**TASK DETAILS:** Every record should be copied exactly, except that pictures are to be omitted.

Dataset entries
☆ ☆ ☆ ☆

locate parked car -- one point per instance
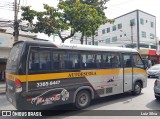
(154, 71)
(157, 88)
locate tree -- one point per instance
(83, 16)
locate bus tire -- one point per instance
(83, 99)
(137, 88)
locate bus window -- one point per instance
(115, 60)
(39, 60)
(13, 58)
(127, 60)
(137, 62)
(110, 60)
(106, 60)
(45, 60)
(56, 61)
(73, 61)
(65, 61)
(88, 61)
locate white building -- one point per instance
(136, 27)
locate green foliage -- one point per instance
(83, 16)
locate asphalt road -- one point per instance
(145, 101)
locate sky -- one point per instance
(114, 9)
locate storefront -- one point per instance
(151, 55)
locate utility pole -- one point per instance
(16, 23)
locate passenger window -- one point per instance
(73, 61)
(88, 61)
(110, 60)
(65, 61)
(127, 60)
(39, 60)
(45, 60)
(34, 61)
(137, 62)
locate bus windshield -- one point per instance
(13, 57)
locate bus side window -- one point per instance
(56, 61)
(127, 60)
(115, 60)
(137, 61)
(45, 60)
(34, 61)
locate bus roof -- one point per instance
(78, 46)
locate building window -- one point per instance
(108, 30)
(103, 31)
(143, 34)
(96, 43)
(108, 40)
(114, 28)
(152, 25)
(151, 36)
(132, 22)
(142, 21)
(114, 39)
(119, 26)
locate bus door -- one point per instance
(127, 72)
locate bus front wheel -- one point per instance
(83, 99)
(137, 88)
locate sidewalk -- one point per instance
(2, 87)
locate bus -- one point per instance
(43, 73)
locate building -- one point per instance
(6, 43)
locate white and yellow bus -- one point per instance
(42, 73)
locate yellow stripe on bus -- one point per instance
(83, 73)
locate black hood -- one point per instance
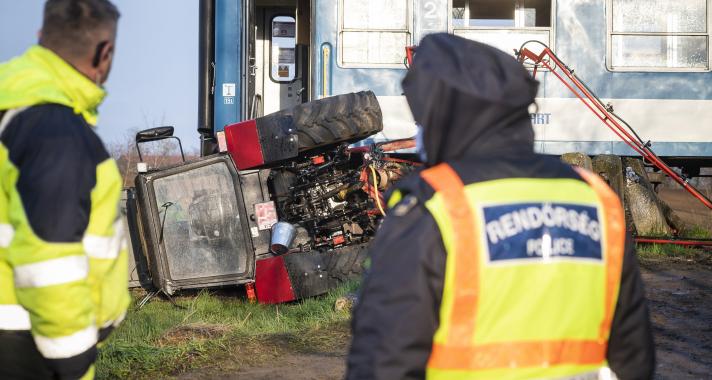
(471, 99)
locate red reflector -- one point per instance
(272, 281)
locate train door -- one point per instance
(281, 54)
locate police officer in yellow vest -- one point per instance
(495, 262)
(63, 263)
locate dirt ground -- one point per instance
(679, 296)
(679, 292)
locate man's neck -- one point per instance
(79, 64)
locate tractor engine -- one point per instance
(334, 198)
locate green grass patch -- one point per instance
(696, 232)
(668, 251)
(216, 331)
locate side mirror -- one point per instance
(155, 134)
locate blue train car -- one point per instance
(651, 60)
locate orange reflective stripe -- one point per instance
(445, 180)
(518, 355)
(614, 222)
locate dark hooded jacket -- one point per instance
(472, 103)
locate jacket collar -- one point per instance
(41, 76)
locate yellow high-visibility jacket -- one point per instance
(63, 257)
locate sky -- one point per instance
(154, 78)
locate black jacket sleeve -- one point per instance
(631, 351)
(396, 315)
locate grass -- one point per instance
(217, 331)
(662, 251)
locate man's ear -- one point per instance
(103, 53)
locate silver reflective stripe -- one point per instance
(6, 234)
(105, 247)
(52, 272)
(9, 114)
(14, 317)
(66, 346)
(603, 373)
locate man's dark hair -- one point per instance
(71, 26)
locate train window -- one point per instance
(660, 35)
(505, 24)
(374, 33)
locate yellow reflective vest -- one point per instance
(63, 291)
(531, 279)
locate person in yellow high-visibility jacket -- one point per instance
(495, 262)
(63, 258)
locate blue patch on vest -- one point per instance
(537, 231)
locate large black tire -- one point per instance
(346, 118)
(346, 263)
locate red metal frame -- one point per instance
(603, 112)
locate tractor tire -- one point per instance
(339, 119)
(346, 263)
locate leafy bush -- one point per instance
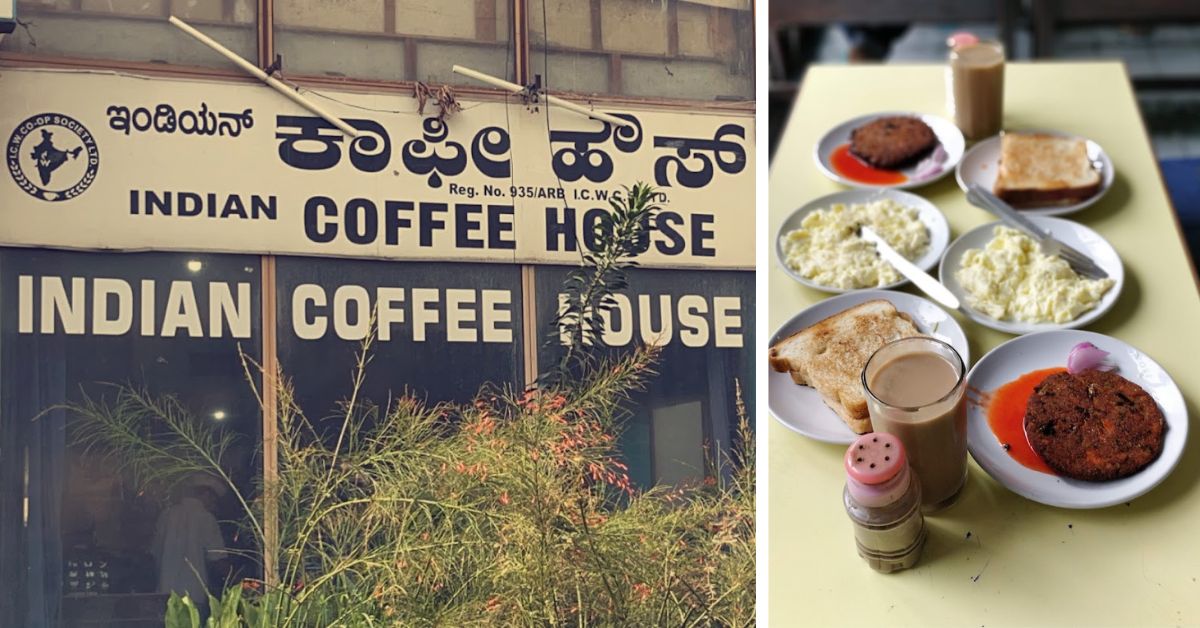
(515, 509)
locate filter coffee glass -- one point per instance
(916, 389)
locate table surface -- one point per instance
(996, 558)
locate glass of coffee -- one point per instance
(916, 389)
(977, 87)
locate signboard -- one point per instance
(107, 161)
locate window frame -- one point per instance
(525, 67)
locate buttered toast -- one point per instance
(1044, 169)
(831, 354)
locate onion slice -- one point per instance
(1085, 357)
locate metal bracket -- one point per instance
(276, 65)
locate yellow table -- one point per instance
(996, 558)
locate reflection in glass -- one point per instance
(77, 537)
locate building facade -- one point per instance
(163, 214)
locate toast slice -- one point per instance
(831, 354)
(1043, 169)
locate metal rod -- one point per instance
(279, 85)
(553, 100)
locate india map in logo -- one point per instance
(52, 156)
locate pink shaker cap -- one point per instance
(875, 458)
(961, 39)
(877, 470)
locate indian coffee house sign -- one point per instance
(108, 161)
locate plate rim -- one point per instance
(865, 294)
(1107, 179)
(816, 203)
(951, 166)
(985, 461)
(1020, 329)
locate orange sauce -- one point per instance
(1006, 416)
(851, 167)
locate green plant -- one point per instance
(589, 288)
(514, 509)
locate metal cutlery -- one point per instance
(1078, 261)
(921, 279)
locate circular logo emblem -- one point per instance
(52, 156)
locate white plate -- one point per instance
(1023, 354)
(982, 163)
(1065, 231)
(801, 407)
(947, 135)
(928, 213)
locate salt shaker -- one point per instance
(882, 498)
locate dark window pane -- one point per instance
(444, 329)
(705, 322)
(76, 533)
(679, 49)
(397, 40)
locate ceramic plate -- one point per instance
(1071, 233)
(1023, 354)
(801, 407)
(948, 136)
(928, 213)
(982, 162)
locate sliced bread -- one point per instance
(831, 354)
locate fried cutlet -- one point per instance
(1041, 169)
(1093, 425)
(892, 142)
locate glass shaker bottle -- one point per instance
(882, 498)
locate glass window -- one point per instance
(679, 49)
(78, 539)
(444, 329)
(133, 30)
(705, 323)
(395, 40)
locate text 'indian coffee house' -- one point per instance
(147, 222)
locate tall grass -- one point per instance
(513, 509)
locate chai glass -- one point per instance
(916, 390)
(977, 88)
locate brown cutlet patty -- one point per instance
(1093, 425)
(892, 142)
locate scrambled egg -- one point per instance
(827, 249)
(1012, 279)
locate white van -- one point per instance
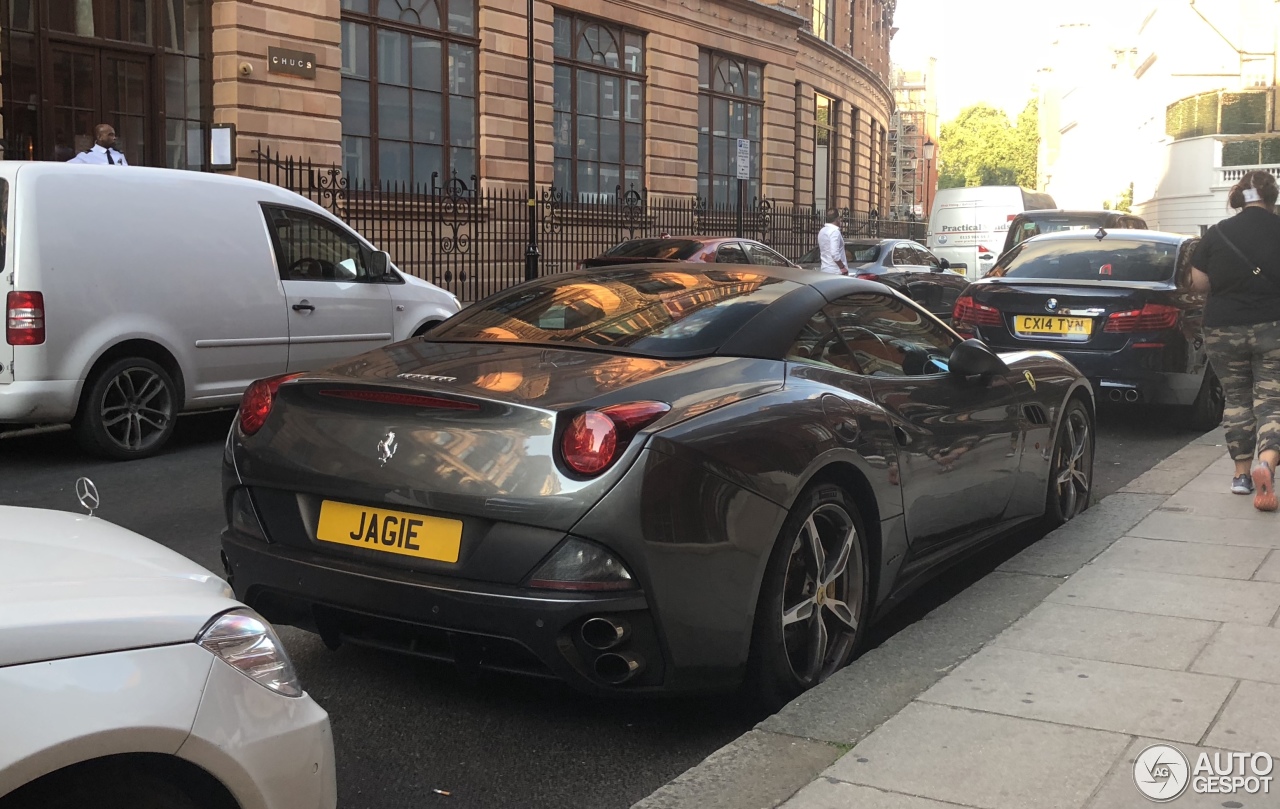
(968, 225)
(133, 295)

☆ ☆ ☆ ☆

**ANSWER BOX:**
locate parked car -- one point per instance
(154, 71)
(157, 88)
locate tree -- one point per instance
(83, 16)
locate bus tire -- one point per instance
(83, 99)
(137, 88)
locate bus window -- one point per instance
(115, 60)
(39, 60)
(13, 58)
(127, 60)
(137, 62)
(110, 60)
(106, 60)
(45, 60)
(56, 61)
(73, 61)
(65, 61)
(88, 61)
locate white building -- one point per instance
(136, 27)
locate green foliage -- one point per instance
(83, 16)
locate asphalt road -- one point per instance
(145, 101)
locate sky -- one point per instance
(114, 9)
locate storefront -- one point per instance
(151, 55)
locate utility pole -- one point per instance
(16, 23)
locate passenger window -- one point per instance
(73, 61)
(88, 61)
(110, 60)
(65, 61)
(127, 60)
(39, 60)
(45, 60)
(34, 61)
(137, 62)
locate bus windshield -- one point per instance
(13, 57)
locate bus side window -- one point per instance
(56, 61)
(127, 60)
(115, 60)
(137, 61)
(45, 60)
(34, 61)
locate bus roof -- one point per instance
(78, 46)
locate building window -- one point per instance
(108, 30)
(103, 31)
(143, 34)
(96, 43)
(108, 40)
(114, 28)
(152, 25)
(151, 36)
(132, 22)
(142, 21)
(114, 39)
(119, 26)
locate bus door -- one point per instance
(127, 72)
locate bus front wheel -- one point per instance
(83, 99)
(137, 88)
locate sidewalk -- one point per instance
(2, 87)
locate bus -- one point per instance
(43, 73)
locate building -- one point per instance
(6, 43)
locate white and yellow bus -- one point per instance
(42, 73)
locate yellow stripe on bus -- one point per instance
(83, 73)
locate black hood -- one point per instance
(471, 99)
locate red reflector -- one point per instance
(272, 281)
locate train door -- one point per instance
(281, 54)
locate police officer in yellow vest -- one point per instance
(495, 262)
(63, 263)
locate dirt ground -- one point per instance
(679, 296)
(679, 292)
locate man's neck -- one point per instance
(79, 64)
locate tractor engine -- one point per instance
(334, 198)
locate green grass patch -- one point per instance
(696, 232)
(668, 251)
(216, 331)
locate side mirror -- one point per instance
(155, 134)
locate blue train car -- one point per instance
(651, 60)
locate orange reflective stripe -- one point per instance
(445, 180)
(518, 355)
(614, 222)
locate dark hooded jacket -- one point per instance
(472, 103)
locate jacket collar -- one point per instance
(41, 76)
locate yellow high-visibility jacket -- one point per instance
(63, 257)
locate sky -- one point per instance
(154, 78)
locate black jacket sleeve -- one point per instance
(631, 351)
(396, 315)
locate grass -- one point per instance
(217, 331)
(662, 251)
locate man's ear -- one point per instance
(103, 53)
locate silver reflective stripe -- one point per instance
(6, 234)
(105, 247)
(52, 272)
(9, 114)
(14, 317)
(66, 346)
(603, 373)
locate man's dark hair -- one point per instance
(71, 26)
locate train window -- one point per instance
(660, 35)
(505, 24)
(374, 33)
locate yellow reflective vest -- one point per instance
(63, 291)
(531, 279)
locate person in yellow high-visibility jacket -- one point per instance
(495, 262)
(63, 258)
locate blue patch on vest -- one point per instance
(537, 231)
locate large black tire -- one point per instance
(346, 118)
(346, 263)
locate red metal frame -- one point per instance
(603, 112)
locate tractor tire -- one point per instance
(339, 119)
(346, 263)
locate leafy bush -- one point per instance
(515, 509)
locate filter coffee glass -- one point per instance
(916, 389)
locate table surface -- one point per instance
(996, 558)
locate glass of coffee -- one point per instance
(916, 389)
(977, 87)
locate signboard -- one point per instance
(107, 161)
locate window frame -- one point per instance
(525, 67)
locate buttered toast -- one point per instance
(1044, 169)
(831, 354)
locate onion slice -- one point per instance
(1085, 357)
locate metal bracket -- one point per instance
(276, 65)
locate yellow table -- one point per instance
(996, 558)
locate reflection in glass -- one point per instance
(77, 537)
locate building facade -- one point per instance
(163, 214)
locate toast slice -- one point per instance
(831, 354)
(1043, 169)
locate metal rod -- one point per instance
(279, 85)
(553, 100)
locate india map in logo -- one point per instance
(52, 156)
locate pink shaker cap -- one point per instance
(875, 458)
(961, 39)
(877, 470)
locate indian coffee house sign -- one point per instance
(108, 161)
locate plate rim -- one point per instance
(865, 294)
(1107, 179)
(816, 203)
(951, 166)
(985, 461)
(1020, 329)
locate orange sauce -- one point per instance
(1006, 416)
(851, 167)
locate green plant -- one point per instance
(589, 288)
(514, 509)
locate metal cutlery -- one point per instance
(1078, 261)
(921, 279)
locate circular logo emblem -- one point per instance
(52, 156)
locate white plate -- one point per instance
(1023, 354)
(982, 163)
(1065, 231)
(801, 407)
(947, 135)
(928, 213)
locate salt shaker -- one point per instance
(882, 498)
locate dark window pane -- one point per instance
(444, 329)
(705, 322)
(76, 533)
(679, 49)
(397, 40)
locate ceramic plate -- one point per instance
(1071, 233)
(1023, 354)
(801, 407)
(948, 136)
(928, 213)
(982, 162)
locate sliced bread -- one point per instance
(831, 354)
locate fried cutlet -- one point per instance
(1041, 169)
(1093, 425)
(892, 142)
locate glass shaker bottle -- one point per instance
(882, 498)
locate glass window -- one point per instance
(679, 49)
(78, 539)
(444, 329)
(133, 30)
(705, 323)
(395, 40)
locate text 'indian coffee house' -- one point per instance
(147, 222)
locate tall grass -- one point per instance
(513, 509)
locate chai glass -- one point per instance
(916, 390)
(977, 88)
locate brown cutlet patty -- one point per instance
(1093, 425)
(892, 142)
locate scrambled egg -- one point per instance
(827, 249)
(1012, 279)
locate white van -- one point per instance
(968, 225)
(133, 295)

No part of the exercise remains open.